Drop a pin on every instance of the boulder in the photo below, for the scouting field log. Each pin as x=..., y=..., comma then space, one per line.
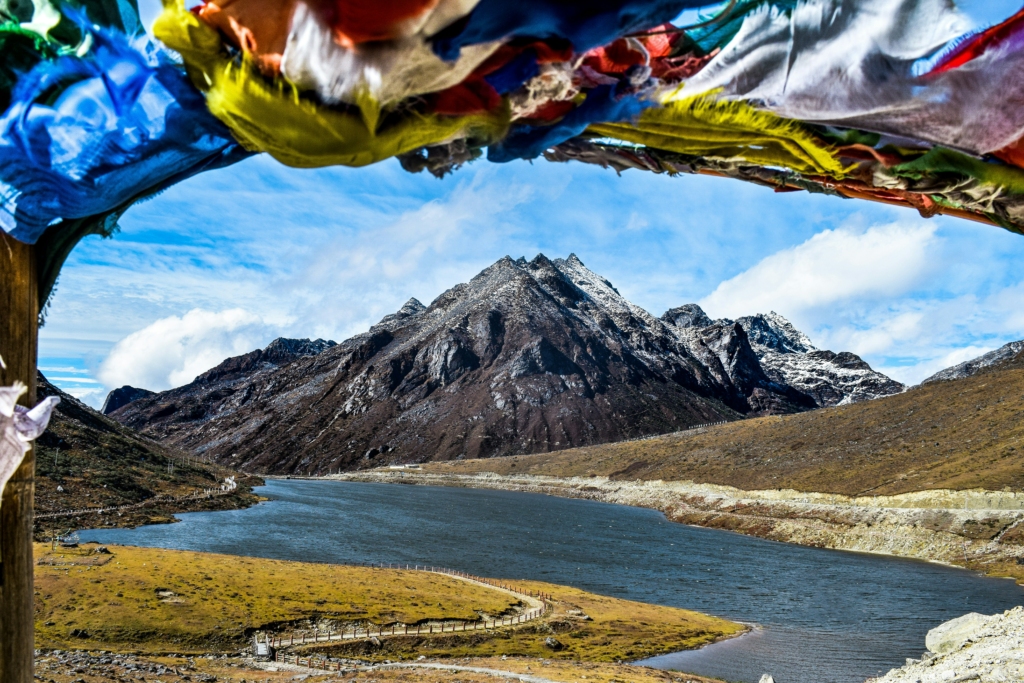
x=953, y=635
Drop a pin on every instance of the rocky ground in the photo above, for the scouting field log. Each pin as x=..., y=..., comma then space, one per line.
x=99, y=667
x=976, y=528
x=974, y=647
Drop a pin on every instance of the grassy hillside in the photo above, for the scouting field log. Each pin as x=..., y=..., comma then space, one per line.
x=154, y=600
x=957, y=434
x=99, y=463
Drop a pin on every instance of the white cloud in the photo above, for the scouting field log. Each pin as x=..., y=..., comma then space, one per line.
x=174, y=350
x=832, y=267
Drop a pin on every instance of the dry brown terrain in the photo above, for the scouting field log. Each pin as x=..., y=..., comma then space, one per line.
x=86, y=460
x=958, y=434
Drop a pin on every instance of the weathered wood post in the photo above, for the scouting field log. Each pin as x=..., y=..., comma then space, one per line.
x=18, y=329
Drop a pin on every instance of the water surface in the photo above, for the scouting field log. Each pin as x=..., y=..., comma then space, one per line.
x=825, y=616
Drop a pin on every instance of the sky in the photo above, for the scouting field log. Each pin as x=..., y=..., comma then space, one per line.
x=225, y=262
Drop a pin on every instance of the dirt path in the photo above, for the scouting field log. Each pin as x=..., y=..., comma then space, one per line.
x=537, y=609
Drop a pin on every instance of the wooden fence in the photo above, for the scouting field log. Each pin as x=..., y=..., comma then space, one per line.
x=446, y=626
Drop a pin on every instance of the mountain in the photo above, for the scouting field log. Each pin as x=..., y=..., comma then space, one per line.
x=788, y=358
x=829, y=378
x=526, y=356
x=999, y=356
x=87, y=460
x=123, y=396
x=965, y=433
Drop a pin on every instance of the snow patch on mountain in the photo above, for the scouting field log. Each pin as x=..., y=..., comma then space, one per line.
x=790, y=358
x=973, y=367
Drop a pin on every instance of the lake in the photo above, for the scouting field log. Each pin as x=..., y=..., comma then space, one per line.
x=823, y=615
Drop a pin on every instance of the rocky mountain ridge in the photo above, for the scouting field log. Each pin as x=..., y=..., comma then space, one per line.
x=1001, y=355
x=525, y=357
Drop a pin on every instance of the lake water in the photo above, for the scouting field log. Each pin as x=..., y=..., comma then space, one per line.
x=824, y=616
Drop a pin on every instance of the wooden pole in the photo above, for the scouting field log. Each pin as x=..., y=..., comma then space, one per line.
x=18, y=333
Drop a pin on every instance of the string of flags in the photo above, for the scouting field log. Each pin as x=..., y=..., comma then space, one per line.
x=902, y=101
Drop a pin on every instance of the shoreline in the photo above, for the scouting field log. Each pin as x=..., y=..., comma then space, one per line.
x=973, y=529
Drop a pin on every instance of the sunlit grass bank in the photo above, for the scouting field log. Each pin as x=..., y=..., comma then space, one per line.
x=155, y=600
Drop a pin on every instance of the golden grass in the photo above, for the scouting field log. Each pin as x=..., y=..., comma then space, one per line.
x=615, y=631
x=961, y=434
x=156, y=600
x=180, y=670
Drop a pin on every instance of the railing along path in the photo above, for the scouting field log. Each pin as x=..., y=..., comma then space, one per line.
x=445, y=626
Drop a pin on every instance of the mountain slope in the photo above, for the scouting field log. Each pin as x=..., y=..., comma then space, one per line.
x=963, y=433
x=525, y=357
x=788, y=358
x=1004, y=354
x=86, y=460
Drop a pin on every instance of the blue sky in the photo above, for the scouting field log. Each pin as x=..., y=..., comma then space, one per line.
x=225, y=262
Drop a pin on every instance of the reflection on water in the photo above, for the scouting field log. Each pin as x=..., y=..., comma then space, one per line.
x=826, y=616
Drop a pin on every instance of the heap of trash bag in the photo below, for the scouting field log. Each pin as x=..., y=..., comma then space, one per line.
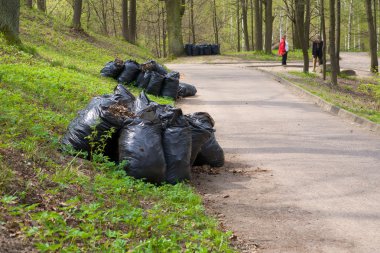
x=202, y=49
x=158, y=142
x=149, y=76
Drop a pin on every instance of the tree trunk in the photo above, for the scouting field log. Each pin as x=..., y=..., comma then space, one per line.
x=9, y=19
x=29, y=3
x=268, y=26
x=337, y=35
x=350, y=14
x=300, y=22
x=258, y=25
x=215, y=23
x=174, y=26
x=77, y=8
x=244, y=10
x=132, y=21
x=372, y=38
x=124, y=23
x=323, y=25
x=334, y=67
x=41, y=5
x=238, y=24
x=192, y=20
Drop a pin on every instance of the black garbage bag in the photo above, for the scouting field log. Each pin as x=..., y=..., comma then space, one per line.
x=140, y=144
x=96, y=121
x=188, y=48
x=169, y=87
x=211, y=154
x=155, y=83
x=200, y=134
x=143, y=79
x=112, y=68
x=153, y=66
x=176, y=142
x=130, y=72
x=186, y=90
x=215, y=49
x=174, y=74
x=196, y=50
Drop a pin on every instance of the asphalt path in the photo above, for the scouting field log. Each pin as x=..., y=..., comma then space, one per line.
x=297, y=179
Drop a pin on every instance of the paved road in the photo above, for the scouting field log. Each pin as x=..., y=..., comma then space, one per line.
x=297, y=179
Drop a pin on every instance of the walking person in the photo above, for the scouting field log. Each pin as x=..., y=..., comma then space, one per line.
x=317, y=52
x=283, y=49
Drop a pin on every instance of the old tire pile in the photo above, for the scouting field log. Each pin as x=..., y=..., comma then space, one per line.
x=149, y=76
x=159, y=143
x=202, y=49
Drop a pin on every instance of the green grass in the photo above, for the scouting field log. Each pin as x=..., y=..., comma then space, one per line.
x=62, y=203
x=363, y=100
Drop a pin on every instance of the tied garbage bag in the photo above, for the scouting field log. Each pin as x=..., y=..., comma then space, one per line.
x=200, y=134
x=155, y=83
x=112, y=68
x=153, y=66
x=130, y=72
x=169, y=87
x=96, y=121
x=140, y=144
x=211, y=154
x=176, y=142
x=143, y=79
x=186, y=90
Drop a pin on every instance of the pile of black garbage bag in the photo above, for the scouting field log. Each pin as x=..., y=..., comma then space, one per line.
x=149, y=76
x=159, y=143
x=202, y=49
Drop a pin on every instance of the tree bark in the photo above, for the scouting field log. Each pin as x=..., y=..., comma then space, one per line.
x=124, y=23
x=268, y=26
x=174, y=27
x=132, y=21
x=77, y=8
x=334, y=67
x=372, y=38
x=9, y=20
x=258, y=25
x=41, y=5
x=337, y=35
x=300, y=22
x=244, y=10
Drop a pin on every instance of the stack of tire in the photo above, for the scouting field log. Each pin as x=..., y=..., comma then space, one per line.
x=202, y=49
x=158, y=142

--------

> _WORK ITEM_: Omit the pictures and output all of the other material exactly.

> _TASK RESULT_:
Drop a pin on every instance of the boulder in the photo below, for the scouting field log. Each pin as x=..., y=..., comma then space, one per line.
x=953, y=635
Drop a pin on every instance of the rocky ground in the photo above, for the scouting field log. Each pin as x=..., y=..., comma then space, one per line.
x=99, y=667
x=976, y=528
x=974, y=647
Drop a pin on every instance of the grassy hillside in the photo above, for the scouting field log. Each pin as x=..., y=..., comma then space, one per line.
x=154, y=600
x=957, y=434
x=99, y=463
Drop a pin on every instance of the white cloud in the photo above, for the scouting field log. Each pin as x=..., y=..., comma then space, one per line.
x=174, y=350
x=832, y=267
Drop a pin on every instance of the dry brown terrain in the photo above, for the scouting field log. Each pin as x=..., y=..., comma then space, one per line.
x=86, y=460
x=958, y=434
Drop a pin on every instance of the weathered wood post in the photo above, for the scouting field log. Each pin as x=..., y=..., comma then space, one per line.
x=18, y=329
Drop a pin on every instance of the water surface in the photo above, for the scouting field log. Each pin as x=..., y=..., comma then space, one per line.
x=825, y=616
Drop a pin on every instance of the sky in the photo above, for the scouting field log. Each pin as x=..., y=..., comma then space, one per line.
x=225, y=262
Drop a pin on every instance of the dirt path in the photo above, for the scouting field log. Each pin as x=..., y=..., comma then space, one per line.
x=537, y=609
Drop a pin on every instance of the wooden fence in the photo above, for the scouting field log. Each pin as x=..., y=..., comma then space, one per line.
x=446, y=626
Drop a pin on every instance of the mountain in the photo above, for the scouting field log. Each pin as x=..., y=..., comma then space, one per line.
x=788, y=358
x=829, y=378
x=526, y=356
x=999, y=356
x=87, y=460
x=123, y=396
x=965, y=433
Drop a pin on every instance of the snow patch on mountain in the photo above, for the scouting field log. Each pin as x=..., y=..., comma then space, one per line.
x=790, y=358
x=973, y=367
Drop a pin on every instance of the lake in the photo above, for the scouting field log. Each pin as x=..., y=..., comma then space, one per line.
x=823, y=615
Drop a pin on every instance of the rocky mountain ridge in the photo above, for the scouting field log. Each pin as x=..., y=..., comma then space, one per line.
x=1001, y=355
x=525, y=357
Drop a pin on every instance of the lake water in the photo above, for the scouting field log. Each pin as x=..., y=..., comma then space, one per line.
x=824, y=616
Drop a pin on every instance of the wooden pole in the photo above, for the scouting field log. Each pin as x=..., y=..., comma then space, one per line.
x=18, y=333
Drop a pin on every instance of the string of flags in the photo above, for the scouting field log. Each pin as x=..., y=..., comma then space, one per line.
x=902, y=101
Drop a pin on every instance of the shoreline in the photo above, for the scouting field log. Each pin as x=..., y=..., comma then space, one per line.
x=973, y=529
Drop a pin on every instance of the sunlit grass bank in the photo above, for the scouting field log. Each pin as x=..., y=..., comma then space, one per line.
x=155, y=600
Drop a pin on every instance of the golden grass in the photo above, for the scouting field log. Each pin as x=..., y=..., comma then space, one per line.
x=615, y=631
x=961, y=434
x=156, y=600
x=180, y=670
Drop a pin on every instance of the railing along path in the photo above, for the scouting field log. Each pin as x=..., y=..., comma then space, one per line.
x=445, y=626
Drop a pin on every instance of the mountain slope in the photo above, for the scouting field log. Each pin as x=..., y=..., comma then space, one per line.
x=963, y=433
x=525, y=357
x=788, y=358
x=1004, y=354
x=86, y=460
Drop a pin on every instance of the blue sky in the photo above, for the scouting field log. Each pin as x=..., y=..., comma then space, one per line.
x=225, y=262
Drop a pin on every instance of the reflection on water in the photo above, for the scouting field log. Each pin as x=..., y=..., comma then space, one per line.
x=826, y=616
Drop a pin on every instance of the heap of trash bag in the photo below, for the scouting field log. Each pin as x=..., y=..., comma then space, one per line.
x=202, y=49
x=158, y=142
x=149, y=76
Drop a pin on every instance of the tree trunk in the photo above, for the scouting field log. Each pin as x=..., y=..., comma then space, one per line.
x=9, y=19
x=29, y=3
x=268, y=26
x=337, y=35
x=350, y=14
x=300, y=22
x=258, y=25
x=215, y=23
x=174, y=26
x=77, y=8
x=244, y=10
x=132, y=21
x=372, y=38
x=124, y=23
x=323, y=25
x=334, y=67
x=41, y=5
x=238, y=24
x=192, y=20
Drop a pin on every instance of the black garbage bag in the photo above, for the scouting field log. Each pin as x=..., y=..., comma then space, one per line.
x=140, y=144
x=96, y=121
x=188, y=48
x=169, y=87
x=211, y=154
x=155, y=83
x=200, y=134
x=143, y=79
x=112, y=68
x=153, y=66
x=176, y=142
x=130, y=72
x=186, y=90
x=215, y=49
x=174, y=74
x=196, y=50
Drop a pin on every instance of the asphalt path in the photo above, for the scouting field log. Each pin as x=..., y=..., comma then space, one per line.
x=297, y=179
Drop a pin on every instance of the paved road in the photo above, for the scouting field log. Each pin as x=..., y=..., comma then space, one per line.
x=297, y=179
Drop a pin on every instance of the walking person in the photo above, for the scouting field log. Each pin as x=..., y=..., comma then space, one per line.
x=317, y=52
x=283, y=49
Drop a pin on every instance of the old tire pile in the photo above, for the scouting field log. Each pin as x=..., y=..., comma then space, one per line.
x=149, y=76
x=159, y=143
x=202, y=49
Drop a pin on every instance of the green grass in the photo above, for the scouting field log. Each pin as x=..., y=..., comma then space, one per line.
x=62, y=203
x=363, y=100
Drop a pin on every instance of the tied garbage bag in the photo above, for the scouting field log. Each pin as x=..., y=..., comma then space, one per line.
x=200, y=134
x=155, y=83
x=112, y=68
x=153, y=66
x=130, y=72
x=169, y=87
x=96, y=121
x=140, y=144
x=211, y=154
x=176, y=142
x=143, y=79
x=186, y=90
Drop a pin on every instance of the pile of black garbage bag in the photo above, for the scouting field log. Each pin as x=..., y=..., comma then space, one per line.
x=149, y=76
x=159, y=143
x=202, y=49
Drop a pin on every instance of the tree bark in the photo above, for the scouting field log. Each pin as x=..., y=..., comma then space, one per line.
x=124, y=23
x=268, y=26
x=174, y=27
x=132, y=21
x=77, y=8
x=334, y=67
x=372, y=38
x=9, y=20
x=258, y=25
x=41, y=5
x=337, y=35
x=300, y=22
x=244, y=10
Drop a pin on every instance of the stack of tire in the photo above, for the scouting field log. Each pin as x=..., y=..., comma then space, one per line.
x=202, y=49
x=158, y=142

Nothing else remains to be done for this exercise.